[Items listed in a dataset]
****************************************

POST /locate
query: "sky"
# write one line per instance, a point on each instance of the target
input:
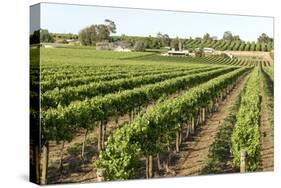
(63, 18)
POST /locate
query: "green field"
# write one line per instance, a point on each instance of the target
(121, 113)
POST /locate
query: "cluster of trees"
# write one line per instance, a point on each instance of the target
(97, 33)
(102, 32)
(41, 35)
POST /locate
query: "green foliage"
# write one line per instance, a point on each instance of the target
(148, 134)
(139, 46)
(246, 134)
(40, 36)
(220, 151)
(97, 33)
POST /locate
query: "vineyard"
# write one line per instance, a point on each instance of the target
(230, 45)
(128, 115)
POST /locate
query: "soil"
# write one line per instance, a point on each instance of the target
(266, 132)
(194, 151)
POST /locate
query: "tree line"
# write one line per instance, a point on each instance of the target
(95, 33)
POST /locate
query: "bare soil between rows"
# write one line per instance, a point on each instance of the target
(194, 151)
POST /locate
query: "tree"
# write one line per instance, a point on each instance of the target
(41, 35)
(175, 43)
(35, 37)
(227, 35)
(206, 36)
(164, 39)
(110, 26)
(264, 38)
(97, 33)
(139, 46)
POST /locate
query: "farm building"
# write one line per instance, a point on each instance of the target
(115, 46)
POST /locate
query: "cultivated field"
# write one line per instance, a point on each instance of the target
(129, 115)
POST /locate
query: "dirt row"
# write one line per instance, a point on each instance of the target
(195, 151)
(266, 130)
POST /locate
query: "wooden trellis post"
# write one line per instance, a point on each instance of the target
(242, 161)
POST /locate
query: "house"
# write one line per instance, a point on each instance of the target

****************************************

(Exercise instructions)
Set down the material above as is, without any pictures.

(Final answer)
POST /locate
query: "sky"
# write one line per instance, a point on each instance of the target
input:
(63, 18)
POST /locate
query: "green field"
# write one line per instance, a point on each instance of the target
(121, 113)
POST /locate
query: "cluster of trees"
# write one line per instance, a point on each instance of the target
(97, 33)
(102, 32)
(41, 35)
POST /locate
query: "green foliage"
# write one line per instance, a point on each instance of the target
(148, 134)
(139, 46)
(246, 134)
(40, 36)
(220, 151)
(97, 33)
POST /locate
query: "vineyard"
# write one line per instance, a point on each instance of the target
(230, 45)
(128, 115)
POST /locate
query: "soil"
# write one line per instance, a point on each instance of the target
(266, 132)
(194, 151)
POST /locate
query: "tree line"
# write one line per instance, a point on each instance of the target
(95, 33)
POST /locate
query: "bare soil between rows"
# write one line per instance, a point on each instance of the target
(194, 151)
POST /locate
query: "tree"
# write one line per instance, a point on each instance of the target
(41, 35)
(175, 43)
(35, 37)
(227, 35)
(206, 36)
(164, 39)
(110, 26)
(264, 38)
(97, 33)
(139, 46)
POST /locate
query: "farm building"
# write one line per instance, a point on each instance of the target
(115, 46)
POST /locate
query: "cultivated field"
# write one line per instance, a point on each instance of the target
(129, 115)
POST /locate
query: "dirt row"
# write one line per instance, a point on each instance of the target
(195, 151)
(266, 130)
POST /locate
query: "wooden trellis post"
# write one line per instance, a point on each instance of the target
(242, 161)
POST /locate
query: "house"
# write one line per instance, a point on each instance of the target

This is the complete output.